Links ist nicht gleich liberal

Leseprobe Susan Neiman hält nichts davon, von „linksliberalen Werten" zu sprechen um das „bedenkliche Wort „links" zu entkräften". Denn die politische Linke setze sich dafür ein, Grundrechte auch real umzusetzen.
Faire Arbeitsbedingungen, Bildung, Gesundheitsfürsorge und Wohnen sind Fragen der Gerechtigkeit, nicht der Wohltätigkeit
Faire Arbeitsbedingungen, Bildung, Gesundheitsfürsorge und Wohnen sind Fragen der Gerechtigkeit, nicht der Wohltätigkeit

Foto: AFP / Getty Images

Einleitung

Was dieses Buch nicht enthält: Tiraden gegen Cancel Culture oder Aufrufe zu Überparteilichkeit. Genauso wenig werde ich von der liberalen Tugend sprechen, sich um Verständnis für diejenigen zu bemühen, die unsere Ansichten nicht teilen, obwohl ich das eindeutig für eine Tugend halte. Doch verstehe ich mich nicht als Liberale. In Europa redet man gern von linksliberalen Werten, um das bedenkliche Wort »links« zu entkräften, zu dem ich weiterhin stehe. Meine Loyalität war von jeher parteiisch: Aufgewachsen bin ich in Georgia, während der Kämpfe der Bürgerrechtsbewegung, und habe mich danach immer weiter nach links bewegt. Heute, wo selbst das Wort »liberal« in Amerika als Schimpfwort gebraucht wird, vergisst man leicht, dass es selbst dort einst Menschen gab, die sich ohne weiteres Sozialisten nannten. Anfang des Kalten Krieges schrieb kein Geringerer als Albert Einstein eine stolze Verteidigung des Sozialismus. Das würden heute immer weniger Menschen tun. Doch wie Einstein und viele andere lasse ich mich gerne eine Linke und Sozialistin nennen.

******

ÜBUNGSAUFGABEN –
1 > Wer schrieb laut der Leseprobe zu Beginn des Kalten Krieges eine stolze Verteidigung des Sozialismus?
2 > Gib aus der Leseprobe alles von „Leseprobe Susan Neiman" bis hinunter zu „auch real umzusetzen." wieder und tausche dabei „Grundrechte" gegen „Menschenrechte" aus.
3 > Prüfe anhand der Leseprobe, ob die folgenden Aussagen zutreffen: (a) Das Buch enthält Tiraden gegen Cancel Culture. (b) Die Verfasserin ist in Georgia aufgewachsen. (c) In Amerika wird das Wort „liberal" heute als Schimpfwort gebraucht. Antworte jeweils mit Ja oder Nein und zitiere die entscheidenden Worte.

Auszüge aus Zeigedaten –
******

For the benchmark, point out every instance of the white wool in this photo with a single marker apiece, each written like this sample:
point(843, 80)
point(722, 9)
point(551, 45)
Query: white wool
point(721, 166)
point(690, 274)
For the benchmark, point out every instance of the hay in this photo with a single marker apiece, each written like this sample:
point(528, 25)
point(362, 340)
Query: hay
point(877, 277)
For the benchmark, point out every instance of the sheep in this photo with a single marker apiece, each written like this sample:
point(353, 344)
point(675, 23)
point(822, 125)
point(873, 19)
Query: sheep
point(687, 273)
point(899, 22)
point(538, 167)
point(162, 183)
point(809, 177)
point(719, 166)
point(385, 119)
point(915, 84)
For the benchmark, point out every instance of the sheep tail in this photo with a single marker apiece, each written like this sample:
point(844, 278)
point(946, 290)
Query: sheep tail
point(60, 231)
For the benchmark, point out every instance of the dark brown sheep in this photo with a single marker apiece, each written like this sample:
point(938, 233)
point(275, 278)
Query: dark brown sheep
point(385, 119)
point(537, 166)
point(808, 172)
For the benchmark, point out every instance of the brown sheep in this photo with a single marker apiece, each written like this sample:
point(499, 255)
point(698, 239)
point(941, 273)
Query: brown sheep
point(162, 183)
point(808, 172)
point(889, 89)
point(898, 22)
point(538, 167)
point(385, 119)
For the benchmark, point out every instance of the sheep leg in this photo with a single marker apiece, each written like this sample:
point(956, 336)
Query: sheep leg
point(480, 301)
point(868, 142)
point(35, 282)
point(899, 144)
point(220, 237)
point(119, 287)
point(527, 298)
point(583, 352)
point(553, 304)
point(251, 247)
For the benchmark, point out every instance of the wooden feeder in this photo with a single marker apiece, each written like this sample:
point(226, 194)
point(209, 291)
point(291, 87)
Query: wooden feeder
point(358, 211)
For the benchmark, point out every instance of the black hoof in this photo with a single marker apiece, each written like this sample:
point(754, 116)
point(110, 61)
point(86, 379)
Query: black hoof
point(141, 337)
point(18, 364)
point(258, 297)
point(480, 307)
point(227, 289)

******

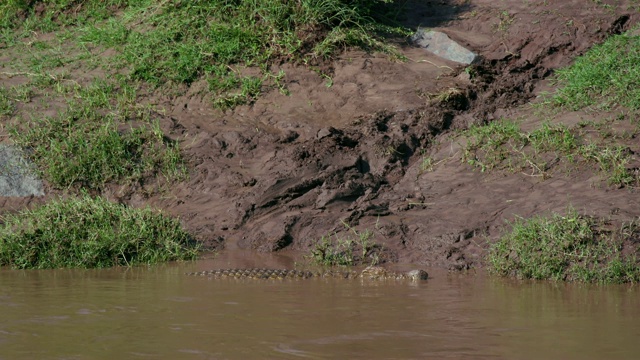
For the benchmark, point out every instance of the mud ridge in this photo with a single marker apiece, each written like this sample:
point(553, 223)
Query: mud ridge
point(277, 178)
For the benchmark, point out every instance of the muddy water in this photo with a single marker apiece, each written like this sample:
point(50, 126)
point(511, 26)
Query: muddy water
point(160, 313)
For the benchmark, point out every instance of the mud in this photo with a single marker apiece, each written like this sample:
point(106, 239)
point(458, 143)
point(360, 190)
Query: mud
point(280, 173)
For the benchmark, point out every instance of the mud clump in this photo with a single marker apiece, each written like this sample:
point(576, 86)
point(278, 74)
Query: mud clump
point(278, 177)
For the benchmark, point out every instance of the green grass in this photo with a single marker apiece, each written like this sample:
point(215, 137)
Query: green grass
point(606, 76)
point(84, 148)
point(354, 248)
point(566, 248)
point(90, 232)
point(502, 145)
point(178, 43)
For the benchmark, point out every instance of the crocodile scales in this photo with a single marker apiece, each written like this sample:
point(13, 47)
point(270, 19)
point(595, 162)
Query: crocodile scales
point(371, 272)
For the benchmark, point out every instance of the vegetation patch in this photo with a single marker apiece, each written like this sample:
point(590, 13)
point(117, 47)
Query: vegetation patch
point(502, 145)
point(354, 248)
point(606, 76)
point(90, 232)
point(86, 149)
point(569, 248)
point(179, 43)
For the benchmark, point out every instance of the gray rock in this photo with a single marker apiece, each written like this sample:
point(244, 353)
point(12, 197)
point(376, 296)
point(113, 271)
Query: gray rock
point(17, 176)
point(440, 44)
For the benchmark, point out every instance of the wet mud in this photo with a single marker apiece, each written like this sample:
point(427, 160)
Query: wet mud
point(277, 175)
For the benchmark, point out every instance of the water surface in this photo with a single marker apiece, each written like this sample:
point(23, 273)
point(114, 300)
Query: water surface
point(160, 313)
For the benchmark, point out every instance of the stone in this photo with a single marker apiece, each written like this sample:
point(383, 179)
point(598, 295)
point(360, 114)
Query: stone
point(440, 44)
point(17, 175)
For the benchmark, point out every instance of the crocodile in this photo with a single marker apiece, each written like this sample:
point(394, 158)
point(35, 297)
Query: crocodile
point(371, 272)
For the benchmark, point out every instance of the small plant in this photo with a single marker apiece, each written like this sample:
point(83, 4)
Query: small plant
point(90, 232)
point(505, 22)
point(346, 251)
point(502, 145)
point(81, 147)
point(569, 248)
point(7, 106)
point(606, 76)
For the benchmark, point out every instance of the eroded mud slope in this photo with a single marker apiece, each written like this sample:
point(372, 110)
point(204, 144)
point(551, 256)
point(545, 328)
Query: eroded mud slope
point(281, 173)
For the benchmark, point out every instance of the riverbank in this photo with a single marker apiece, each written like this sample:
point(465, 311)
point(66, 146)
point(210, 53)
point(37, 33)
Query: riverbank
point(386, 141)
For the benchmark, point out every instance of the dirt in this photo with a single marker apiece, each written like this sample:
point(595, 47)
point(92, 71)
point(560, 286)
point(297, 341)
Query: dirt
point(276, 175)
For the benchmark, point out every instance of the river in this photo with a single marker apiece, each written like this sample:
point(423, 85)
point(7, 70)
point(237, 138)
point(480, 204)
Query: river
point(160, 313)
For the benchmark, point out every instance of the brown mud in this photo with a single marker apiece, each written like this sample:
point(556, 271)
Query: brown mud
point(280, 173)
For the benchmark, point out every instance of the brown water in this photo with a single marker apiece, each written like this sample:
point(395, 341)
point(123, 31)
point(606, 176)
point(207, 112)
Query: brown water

******

LÖSUNGEN –
1 > Albert Einstein

2 >
Leseprobe Susan Neiman hält nichts davon, von „linksliberalen Werten" zu sprechen um das „bedenkliche Wort „links" zu entkräften". Denn die politische Linke setze sich dafür ein, Menschenrechte auch real umzusetzen.

3 >
(a) Nein: „Was dieses Buch nicht enthält: Tiraden gegen Cancel Culture oder Aufrufe zu Überparteilichkeit."
(b) Ja: „Aufgewachsen bin ich in Georgia"
(c) Ja: „wo selbst das Wort »liberal« in Amerika als Schimpfwort gebraucht wird"